_Stated goal_. Repeat word for word the line with "Could you put a marker on each instance of the front" and every line after it until the records below run out.
+ + +
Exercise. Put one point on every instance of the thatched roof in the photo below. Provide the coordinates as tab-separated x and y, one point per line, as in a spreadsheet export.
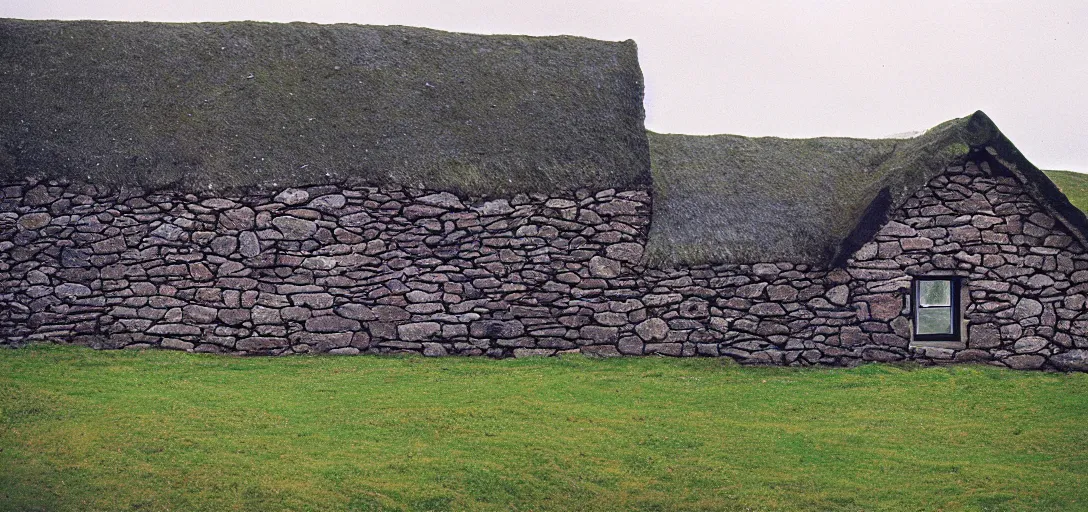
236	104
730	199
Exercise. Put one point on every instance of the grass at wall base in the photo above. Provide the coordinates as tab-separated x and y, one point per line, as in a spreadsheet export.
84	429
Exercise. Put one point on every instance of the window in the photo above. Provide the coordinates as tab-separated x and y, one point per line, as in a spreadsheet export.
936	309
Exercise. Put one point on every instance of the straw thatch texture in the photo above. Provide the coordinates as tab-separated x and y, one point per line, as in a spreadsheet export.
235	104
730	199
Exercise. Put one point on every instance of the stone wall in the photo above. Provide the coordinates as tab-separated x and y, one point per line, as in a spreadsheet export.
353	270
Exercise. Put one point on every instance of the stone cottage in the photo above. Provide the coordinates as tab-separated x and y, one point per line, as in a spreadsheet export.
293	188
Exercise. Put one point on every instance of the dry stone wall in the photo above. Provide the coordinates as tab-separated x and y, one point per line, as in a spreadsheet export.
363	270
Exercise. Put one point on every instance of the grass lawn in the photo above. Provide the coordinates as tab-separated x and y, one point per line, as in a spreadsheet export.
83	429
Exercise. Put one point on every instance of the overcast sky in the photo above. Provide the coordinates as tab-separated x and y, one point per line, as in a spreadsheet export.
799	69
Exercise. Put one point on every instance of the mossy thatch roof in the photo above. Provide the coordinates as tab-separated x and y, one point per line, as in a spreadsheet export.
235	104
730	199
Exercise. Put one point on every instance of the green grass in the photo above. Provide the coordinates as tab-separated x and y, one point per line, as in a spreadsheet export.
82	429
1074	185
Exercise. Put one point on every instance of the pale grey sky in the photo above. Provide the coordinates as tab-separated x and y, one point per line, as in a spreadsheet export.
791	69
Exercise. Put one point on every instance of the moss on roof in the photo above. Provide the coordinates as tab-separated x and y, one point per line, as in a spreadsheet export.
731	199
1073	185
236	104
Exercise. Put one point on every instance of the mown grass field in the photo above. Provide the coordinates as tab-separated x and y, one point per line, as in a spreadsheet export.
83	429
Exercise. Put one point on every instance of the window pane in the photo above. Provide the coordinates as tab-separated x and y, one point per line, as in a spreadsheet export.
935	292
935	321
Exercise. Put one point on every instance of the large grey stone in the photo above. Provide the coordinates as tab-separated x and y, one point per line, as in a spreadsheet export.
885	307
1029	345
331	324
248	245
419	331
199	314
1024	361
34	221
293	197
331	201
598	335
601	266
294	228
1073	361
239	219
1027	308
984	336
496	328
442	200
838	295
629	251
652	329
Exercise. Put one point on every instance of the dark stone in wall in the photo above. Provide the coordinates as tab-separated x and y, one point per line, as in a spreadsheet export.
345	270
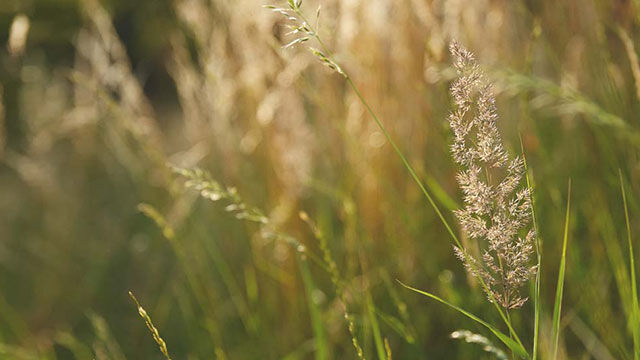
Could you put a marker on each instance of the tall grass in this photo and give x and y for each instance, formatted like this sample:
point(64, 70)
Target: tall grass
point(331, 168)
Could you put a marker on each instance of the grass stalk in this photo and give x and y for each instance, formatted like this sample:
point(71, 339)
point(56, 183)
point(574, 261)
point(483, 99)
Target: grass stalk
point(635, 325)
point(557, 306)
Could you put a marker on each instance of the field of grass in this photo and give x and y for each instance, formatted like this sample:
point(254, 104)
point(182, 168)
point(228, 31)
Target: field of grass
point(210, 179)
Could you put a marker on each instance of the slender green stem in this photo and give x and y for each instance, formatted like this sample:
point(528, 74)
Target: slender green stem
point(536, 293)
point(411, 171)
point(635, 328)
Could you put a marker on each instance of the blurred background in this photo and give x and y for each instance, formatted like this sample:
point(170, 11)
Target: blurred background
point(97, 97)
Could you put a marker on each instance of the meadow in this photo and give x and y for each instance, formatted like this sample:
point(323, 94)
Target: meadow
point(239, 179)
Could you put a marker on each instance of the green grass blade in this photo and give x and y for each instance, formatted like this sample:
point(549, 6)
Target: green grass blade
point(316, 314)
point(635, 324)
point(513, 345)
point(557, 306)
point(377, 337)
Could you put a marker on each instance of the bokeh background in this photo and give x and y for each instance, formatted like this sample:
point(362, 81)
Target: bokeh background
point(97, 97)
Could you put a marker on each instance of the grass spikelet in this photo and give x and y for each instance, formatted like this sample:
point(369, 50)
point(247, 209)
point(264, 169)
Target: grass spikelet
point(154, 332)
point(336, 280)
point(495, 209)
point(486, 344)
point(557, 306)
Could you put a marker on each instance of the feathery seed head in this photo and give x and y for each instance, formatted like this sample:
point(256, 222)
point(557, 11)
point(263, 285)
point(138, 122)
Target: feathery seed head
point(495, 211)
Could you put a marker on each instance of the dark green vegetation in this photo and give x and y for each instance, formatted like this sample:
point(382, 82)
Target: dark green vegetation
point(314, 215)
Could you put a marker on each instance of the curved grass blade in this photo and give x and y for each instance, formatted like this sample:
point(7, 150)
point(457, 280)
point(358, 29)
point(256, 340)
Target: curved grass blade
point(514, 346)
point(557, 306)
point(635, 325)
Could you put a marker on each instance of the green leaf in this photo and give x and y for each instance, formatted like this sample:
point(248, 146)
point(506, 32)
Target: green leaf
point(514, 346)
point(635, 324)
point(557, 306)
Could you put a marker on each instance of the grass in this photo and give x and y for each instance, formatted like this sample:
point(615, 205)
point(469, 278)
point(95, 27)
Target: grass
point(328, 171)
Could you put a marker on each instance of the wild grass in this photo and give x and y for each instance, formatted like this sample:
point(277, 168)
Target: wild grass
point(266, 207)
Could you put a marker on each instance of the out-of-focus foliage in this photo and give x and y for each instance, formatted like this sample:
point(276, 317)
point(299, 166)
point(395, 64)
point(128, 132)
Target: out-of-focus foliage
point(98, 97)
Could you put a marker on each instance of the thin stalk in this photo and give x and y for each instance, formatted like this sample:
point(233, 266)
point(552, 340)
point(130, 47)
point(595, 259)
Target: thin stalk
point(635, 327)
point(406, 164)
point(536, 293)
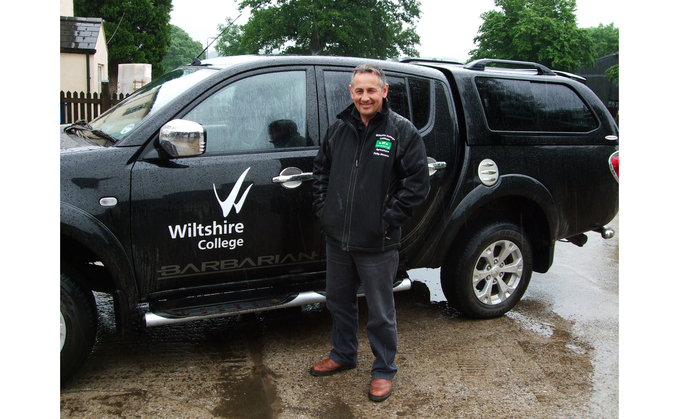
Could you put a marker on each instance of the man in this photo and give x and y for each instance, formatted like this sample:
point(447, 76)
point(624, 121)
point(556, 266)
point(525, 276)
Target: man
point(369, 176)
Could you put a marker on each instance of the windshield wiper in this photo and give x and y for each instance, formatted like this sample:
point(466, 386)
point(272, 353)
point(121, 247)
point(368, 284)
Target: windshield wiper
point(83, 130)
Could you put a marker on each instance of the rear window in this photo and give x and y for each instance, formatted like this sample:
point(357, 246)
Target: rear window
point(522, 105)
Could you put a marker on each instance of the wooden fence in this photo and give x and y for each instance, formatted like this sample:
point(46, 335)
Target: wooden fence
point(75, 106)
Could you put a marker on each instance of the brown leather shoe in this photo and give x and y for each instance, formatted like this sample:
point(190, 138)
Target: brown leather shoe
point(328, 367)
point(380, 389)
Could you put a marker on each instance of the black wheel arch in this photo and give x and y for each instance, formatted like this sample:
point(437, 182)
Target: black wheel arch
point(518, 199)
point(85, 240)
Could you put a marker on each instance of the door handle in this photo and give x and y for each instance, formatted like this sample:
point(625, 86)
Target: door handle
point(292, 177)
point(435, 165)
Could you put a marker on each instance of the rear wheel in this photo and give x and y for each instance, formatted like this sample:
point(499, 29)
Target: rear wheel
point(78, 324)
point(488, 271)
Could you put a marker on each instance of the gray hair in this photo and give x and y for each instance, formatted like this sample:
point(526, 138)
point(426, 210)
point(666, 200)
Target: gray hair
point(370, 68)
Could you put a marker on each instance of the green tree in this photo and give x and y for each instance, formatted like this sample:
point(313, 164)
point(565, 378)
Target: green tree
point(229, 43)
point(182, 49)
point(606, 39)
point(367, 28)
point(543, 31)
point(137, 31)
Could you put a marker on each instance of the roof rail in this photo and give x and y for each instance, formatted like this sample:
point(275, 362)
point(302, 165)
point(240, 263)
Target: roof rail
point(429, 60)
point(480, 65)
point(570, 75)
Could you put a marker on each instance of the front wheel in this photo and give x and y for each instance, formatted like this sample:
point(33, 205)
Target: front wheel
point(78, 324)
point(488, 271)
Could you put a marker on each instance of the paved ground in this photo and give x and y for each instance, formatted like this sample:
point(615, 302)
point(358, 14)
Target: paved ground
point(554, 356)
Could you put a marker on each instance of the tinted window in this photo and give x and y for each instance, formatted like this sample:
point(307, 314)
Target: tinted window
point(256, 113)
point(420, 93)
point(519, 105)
+ + +
_Answer to the problem_.
Could you put a marker on each instance of the front wheel in this photo and give x and y for each instance, formatted like this sample:
point(33, 205)
Target: front wheel
point(78, 324)
point(488, 271)
Could you put a marker on each instance of the paved ground in this photo and give x and y for each instance, formatted like this sample:
point(615, 302)
point(358, 14)
Target: paved ground
point(554, 356)
Could you put a marker on each instance of the tinted window in this photo and give x and y for each instance, formatted like this sample:
point(307, 314)
Target: tinted window
point(256, 113)
point(420, 93)
point(519, 105)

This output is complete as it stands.